◆ **Excerpted text**
Content starts
Giancarlo Stanton beaning caused flashbacks for Ben Revere

PHILADELPHIA -- To this day, Ben Revere still flinches anytime a pitch comes near his head. Revere said Giancarlo Stanton can probably anticipate the same when he returns from his beaning.

“I know later on when the ball kind of comes around his head area, he’s going to freak out and just get out of the way like I do sometimes,” said the Phillies outfielder, who was hit by a pitch in 2010. “It’s one of those deals where it’s just mental toughness. I believe he has that.”

Revere was among the first players to tweet out his his prayers to Stanton when the slugger was decked by a pitch Thursday in Milwaukee.

“Coming from someone who’s been hit in the face before I know how you feel now,” Revere tweeted.
Revere said the Stanton beating caused flashbacks.

“I saw the video and I had the same feelings, just picturing it back in my head,” Revere said. “It’s kind of a helpless feeling, nothing you can really do. It’s a scary type of deal. He’s a tough son of a gun. I know he’s going to overcome this.”

Revere said his orbital bone was broken when he was struck by a pitch while playing in the minors. But his injury didn’t result in any vision problems.

Stanton’s vision isn’t expected to be effected, either.

“I know people in the Marlins’ organization and fans are probably worried he won’t be the same player, but I think he’ll be fine,” Revere said. “He’s a tough guy. By the time he comes back and gets ready to play again, he’ll be fine.”

Revere said even though Stanton might want to play again before the end of the season, he’s probably better off waiting until next year.

“If I saw him when we go back to Miami the last six days of the season, I’d be amazed,” Revere said. “I know he wants to be back on the field. He’s a competitor. I was like that, too. I would tell him just to rest it, but we’ll see. They call him Superman for a reason.”


The Marlins on Saturday called up catcher J.T. Realmuto from Double A Jacksonville, one day after the Suns won the Southern League Championship.
Content ends
Recorded data:
Content starts
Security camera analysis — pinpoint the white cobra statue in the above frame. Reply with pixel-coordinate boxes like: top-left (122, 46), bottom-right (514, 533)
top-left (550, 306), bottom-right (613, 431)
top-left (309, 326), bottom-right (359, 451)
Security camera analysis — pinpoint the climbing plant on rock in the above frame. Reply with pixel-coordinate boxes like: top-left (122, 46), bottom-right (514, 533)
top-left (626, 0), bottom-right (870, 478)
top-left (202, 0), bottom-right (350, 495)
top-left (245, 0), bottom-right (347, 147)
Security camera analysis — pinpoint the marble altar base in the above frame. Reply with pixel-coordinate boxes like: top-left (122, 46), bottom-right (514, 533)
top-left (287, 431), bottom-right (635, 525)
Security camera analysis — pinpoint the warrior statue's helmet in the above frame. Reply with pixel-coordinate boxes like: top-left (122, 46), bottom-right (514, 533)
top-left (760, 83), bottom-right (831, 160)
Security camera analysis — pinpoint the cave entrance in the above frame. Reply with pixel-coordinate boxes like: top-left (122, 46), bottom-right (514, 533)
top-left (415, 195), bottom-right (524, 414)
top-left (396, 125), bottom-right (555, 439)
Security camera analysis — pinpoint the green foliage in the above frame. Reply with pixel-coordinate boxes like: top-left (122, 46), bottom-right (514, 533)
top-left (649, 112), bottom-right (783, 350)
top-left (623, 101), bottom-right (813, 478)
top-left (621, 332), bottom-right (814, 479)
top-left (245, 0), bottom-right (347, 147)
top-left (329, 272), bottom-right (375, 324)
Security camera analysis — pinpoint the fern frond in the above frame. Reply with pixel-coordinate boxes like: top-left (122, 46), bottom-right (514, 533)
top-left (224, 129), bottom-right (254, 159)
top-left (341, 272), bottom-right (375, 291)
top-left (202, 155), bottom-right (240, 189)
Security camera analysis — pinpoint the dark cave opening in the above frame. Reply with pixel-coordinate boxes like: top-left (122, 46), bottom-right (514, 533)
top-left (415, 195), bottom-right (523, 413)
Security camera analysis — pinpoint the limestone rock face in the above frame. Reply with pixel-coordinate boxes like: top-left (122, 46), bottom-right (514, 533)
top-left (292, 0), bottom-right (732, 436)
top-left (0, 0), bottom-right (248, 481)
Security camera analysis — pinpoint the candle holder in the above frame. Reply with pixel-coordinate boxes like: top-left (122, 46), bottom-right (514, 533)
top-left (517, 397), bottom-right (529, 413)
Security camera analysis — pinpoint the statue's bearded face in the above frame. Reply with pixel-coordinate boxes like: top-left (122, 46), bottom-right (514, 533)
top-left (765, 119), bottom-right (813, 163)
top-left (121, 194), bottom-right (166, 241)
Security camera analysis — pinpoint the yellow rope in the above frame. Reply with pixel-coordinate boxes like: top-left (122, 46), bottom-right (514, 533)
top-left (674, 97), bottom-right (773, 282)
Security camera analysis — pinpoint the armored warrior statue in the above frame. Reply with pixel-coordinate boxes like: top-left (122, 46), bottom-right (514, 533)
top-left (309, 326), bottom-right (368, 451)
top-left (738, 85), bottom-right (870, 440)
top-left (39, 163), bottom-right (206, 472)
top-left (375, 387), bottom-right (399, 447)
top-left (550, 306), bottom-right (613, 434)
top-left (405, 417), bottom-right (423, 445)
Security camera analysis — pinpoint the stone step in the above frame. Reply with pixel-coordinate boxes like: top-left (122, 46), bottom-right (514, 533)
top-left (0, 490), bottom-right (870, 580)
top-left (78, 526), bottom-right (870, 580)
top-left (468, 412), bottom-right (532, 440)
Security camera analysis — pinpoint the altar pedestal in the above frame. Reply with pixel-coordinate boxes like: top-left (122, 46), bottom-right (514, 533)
Content ends
Give again the stretch of the Ben Revere article from "Revere said his" through "be effected, either.", copying it exactly.

◆ **Finished exercise**
Revere said his orbital bone was broken when he was struck by a pitch while playing in the minors. But his injury didn’t result in any vision problems.

Stanton’s vision isn’t expected to be effected, either.